■ Source document ■
----

The Departments of Treasury, Commerce, Education, Interior, and Defense will be run by these wealthy individuals as will the Small Business Administration and NASA. In the $100 million to megabillion-dollar net worth range, are another group of ambassadors, advisors, the energy secretary, and the head of the Social Security Commission.
The facts are that American politicians have always been wealthier than most Americans. That is true in other countries as well. For wealthy individuals serving one's country may truly be altruistic since government jobs are thankless and underpaid for the work required. Service is also a massive step down from what these people can and do make in the private sector. However, it is also true that wealthy lawmakers usually favor pro-business policies.
In the recent election, 150 billionaire families spent a total of $1.9 billion supporting both presidential and congressional candidates, according to a study by Americans for Tax Fairness. That was a 58 percent increase over what was spent in 2020. The lion's share of that money went to the Trump campaign ($568 million), compared to $127 million to Kamela Harris. Those figures underestimate the real totals since many donors conceal their identity when funding political causes. Elon Musk alone is thought to have contributed as much as $277 million to the Trump effort in 2024.
Some critics believe that the entire trend in political spending by the one percent is an effort to shape the terms and future of American democracy in their favor. They point to Trump's running mate, Senator and now Vice President-elect JD Vance, a protégé of billionaire Peter Thiel, as an example.
Last week's controversy over Musk, the head of the proposed Department of Government Efficiency (DOGE) is a case in point. Musk, who holds no elected office, mounted an 11th-hour protest over the bipartisan congressional deal designed to fund the government for a few more months.
What had begun as a clean and simple piece of legislation two weeks ago, became a free-for-all by legislators on both sides to attach additional spending for pet projects. Musk pointed that out on social media and demanded the agreement be revised.
The political blowback from House members was immediate. Both Republicans and Democrats called press conferences. Some (mostly Democrats) accused "President Musk" of sticking his nose where it doesn't belong. The criticism continued, despite Trump's backing of Musk's arguments. How dare a civilian interfere with the work of elected officials!
In any case, a compromise was put together quickly and the legislation passed, but much of the pork in the bill was dropped. The politicians claimed victory. Musk and Trump lost, according to the media but I have a different take. It seems to me that we, the people, won. Why?

----

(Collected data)
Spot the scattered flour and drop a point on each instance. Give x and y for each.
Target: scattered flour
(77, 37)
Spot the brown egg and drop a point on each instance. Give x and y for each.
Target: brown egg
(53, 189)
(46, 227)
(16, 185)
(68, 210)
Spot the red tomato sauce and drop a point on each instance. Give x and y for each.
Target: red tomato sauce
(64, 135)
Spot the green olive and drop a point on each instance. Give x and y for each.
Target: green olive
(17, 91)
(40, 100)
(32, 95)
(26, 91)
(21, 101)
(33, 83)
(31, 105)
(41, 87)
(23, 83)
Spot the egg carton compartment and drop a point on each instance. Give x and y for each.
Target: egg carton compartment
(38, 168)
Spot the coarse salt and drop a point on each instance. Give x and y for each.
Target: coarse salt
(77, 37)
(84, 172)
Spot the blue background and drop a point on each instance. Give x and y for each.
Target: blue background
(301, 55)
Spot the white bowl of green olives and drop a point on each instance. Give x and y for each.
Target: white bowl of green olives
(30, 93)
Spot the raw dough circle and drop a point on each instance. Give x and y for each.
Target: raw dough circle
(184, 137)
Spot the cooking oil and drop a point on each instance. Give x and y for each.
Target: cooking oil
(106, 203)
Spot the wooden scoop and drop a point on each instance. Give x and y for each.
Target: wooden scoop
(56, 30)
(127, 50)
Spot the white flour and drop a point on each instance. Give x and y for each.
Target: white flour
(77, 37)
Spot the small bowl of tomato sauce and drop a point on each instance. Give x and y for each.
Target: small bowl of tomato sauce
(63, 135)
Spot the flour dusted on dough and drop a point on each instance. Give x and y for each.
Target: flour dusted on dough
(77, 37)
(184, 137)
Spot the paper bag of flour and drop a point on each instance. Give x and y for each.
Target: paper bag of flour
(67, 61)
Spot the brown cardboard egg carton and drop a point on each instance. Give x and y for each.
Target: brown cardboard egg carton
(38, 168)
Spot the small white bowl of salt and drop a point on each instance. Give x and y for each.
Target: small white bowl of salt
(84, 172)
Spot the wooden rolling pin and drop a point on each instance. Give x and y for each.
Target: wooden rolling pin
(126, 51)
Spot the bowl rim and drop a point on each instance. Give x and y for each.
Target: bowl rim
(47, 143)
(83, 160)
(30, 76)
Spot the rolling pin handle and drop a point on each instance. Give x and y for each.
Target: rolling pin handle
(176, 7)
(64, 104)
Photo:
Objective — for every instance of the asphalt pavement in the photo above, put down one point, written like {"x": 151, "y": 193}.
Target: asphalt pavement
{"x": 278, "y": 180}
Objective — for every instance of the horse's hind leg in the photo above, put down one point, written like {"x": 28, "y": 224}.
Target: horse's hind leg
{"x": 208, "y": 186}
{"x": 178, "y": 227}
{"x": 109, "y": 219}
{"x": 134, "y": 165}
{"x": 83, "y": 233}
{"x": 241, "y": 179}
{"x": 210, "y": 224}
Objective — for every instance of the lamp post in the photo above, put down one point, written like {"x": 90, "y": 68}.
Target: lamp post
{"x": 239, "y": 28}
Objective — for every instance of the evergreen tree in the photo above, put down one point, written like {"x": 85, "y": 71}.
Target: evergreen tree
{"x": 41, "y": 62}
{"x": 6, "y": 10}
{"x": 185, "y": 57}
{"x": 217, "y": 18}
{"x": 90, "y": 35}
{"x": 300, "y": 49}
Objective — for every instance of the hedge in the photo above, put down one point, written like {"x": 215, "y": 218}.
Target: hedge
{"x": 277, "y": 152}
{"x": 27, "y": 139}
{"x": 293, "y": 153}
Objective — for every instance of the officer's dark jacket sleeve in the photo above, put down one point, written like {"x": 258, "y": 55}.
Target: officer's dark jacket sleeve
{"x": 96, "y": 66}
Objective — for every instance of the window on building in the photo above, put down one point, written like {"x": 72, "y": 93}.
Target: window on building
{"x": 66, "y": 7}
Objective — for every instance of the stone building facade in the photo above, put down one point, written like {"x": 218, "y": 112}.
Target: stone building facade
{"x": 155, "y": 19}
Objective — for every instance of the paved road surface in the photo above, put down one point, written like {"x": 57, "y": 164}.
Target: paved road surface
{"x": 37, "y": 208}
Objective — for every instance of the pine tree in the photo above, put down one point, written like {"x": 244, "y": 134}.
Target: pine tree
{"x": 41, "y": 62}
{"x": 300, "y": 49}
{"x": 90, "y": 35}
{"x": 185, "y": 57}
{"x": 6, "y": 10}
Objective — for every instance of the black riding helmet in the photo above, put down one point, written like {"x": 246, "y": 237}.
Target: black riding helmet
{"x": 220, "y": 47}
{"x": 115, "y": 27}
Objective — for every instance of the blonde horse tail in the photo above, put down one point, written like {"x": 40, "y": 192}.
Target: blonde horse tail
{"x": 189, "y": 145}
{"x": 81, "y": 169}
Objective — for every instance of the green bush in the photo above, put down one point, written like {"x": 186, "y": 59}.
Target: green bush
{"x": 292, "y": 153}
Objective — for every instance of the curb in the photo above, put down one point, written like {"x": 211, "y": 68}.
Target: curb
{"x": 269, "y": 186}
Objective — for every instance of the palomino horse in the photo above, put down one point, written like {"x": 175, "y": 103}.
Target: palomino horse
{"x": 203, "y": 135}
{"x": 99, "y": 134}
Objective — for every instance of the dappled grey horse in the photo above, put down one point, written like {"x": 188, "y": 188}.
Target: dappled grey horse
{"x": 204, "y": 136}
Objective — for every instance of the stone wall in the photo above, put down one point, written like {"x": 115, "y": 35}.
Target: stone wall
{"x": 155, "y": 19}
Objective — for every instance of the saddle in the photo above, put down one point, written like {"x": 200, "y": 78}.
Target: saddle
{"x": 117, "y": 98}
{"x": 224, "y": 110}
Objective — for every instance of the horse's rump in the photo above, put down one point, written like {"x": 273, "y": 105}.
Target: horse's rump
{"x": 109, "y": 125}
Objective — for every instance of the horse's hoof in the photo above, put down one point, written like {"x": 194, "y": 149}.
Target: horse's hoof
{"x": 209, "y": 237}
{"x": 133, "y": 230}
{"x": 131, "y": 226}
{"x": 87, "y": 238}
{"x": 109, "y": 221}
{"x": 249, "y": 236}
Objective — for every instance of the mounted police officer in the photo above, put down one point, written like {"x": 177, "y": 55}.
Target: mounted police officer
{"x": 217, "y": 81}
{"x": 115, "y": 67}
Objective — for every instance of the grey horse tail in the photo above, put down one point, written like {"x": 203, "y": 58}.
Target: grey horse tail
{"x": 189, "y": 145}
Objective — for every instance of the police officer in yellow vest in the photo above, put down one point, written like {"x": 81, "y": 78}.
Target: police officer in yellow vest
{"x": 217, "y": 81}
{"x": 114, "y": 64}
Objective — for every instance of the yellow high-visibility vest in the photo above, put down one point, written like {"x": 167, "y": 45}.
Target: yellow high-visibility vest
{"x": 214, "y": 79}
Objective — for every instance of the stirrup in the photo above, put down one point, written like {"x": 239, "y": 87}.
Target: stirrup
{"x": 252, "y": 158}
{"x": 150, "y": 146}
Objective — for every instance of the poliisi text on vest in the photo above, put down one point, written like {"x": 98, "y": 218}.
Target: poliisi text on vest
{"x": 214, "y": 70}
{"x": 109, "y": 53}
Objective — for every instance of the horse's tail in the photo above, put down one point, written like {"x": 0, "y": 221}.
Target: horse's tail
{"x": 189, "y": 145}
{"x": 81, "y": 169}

----

■ Aim 1 ■
In the passage about wealthy people in politics, how much did 150 billionaire families spend in the recent election?
■ Aim 2 ■
Find every line in the records that contains the word "white". Case counts.
The text and the records have nothing to do with each other.

■ Task result 1 ■
They spent a total of $1.9 billion.

■ Task result 2 ■
Spot the white bowl of green olives and drop a point on each instance. Give x and y for each.
Target: white bowl of green olives
Spot the white flour and drop a point on each instance. Give x and y for each.
Target: white flour
Spot the small white bowl of salt and drop a point on each instance. Give x and y for each.
Target: small white bowl of salt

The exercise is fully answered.